Records excerpted from a collection:
########################################

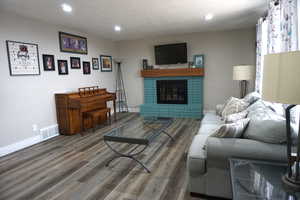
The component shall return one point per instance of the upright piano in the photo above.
(70, 107)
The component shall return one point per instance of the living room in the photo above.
(149, 100)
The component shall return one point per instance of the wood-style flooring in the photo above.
(73, 167)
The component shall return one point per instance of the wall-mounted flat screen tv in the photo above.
(170, 54)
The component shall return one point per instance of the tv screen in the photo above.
(170, 54)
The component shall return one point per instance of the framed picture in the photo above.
(48, 62)
(106, 63)
(95, 63)
(199, 60)
(86, 67)
(72, 43)
(23, 58)
(75, 62)
(62, 67)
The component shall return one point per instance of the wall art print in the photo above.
(72, 43)
(23, 58)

########################################

Please restate, exactly as written, the line that holds "tv in the photo above." and all remaining lines of the data above, and only those.

§ Finished exercise
The component shall return one point per instance of the wall-mounted flat screen tv in the photo above.
(170, 54)
The component shall return one point per instance of the tv screen in the photo above.
(170, 54)
The component shall return one point per instance of the framed picture in the photo above.
(48, 62)
(106, 63)
(95, 63)
(199, 60)
(86, 67)
(72, 43)
(23, 58)
(75, 62)
(62, 67)
The component shall return one point per instance of the wall art print in the photo above.
(72, 43)
(23, 58)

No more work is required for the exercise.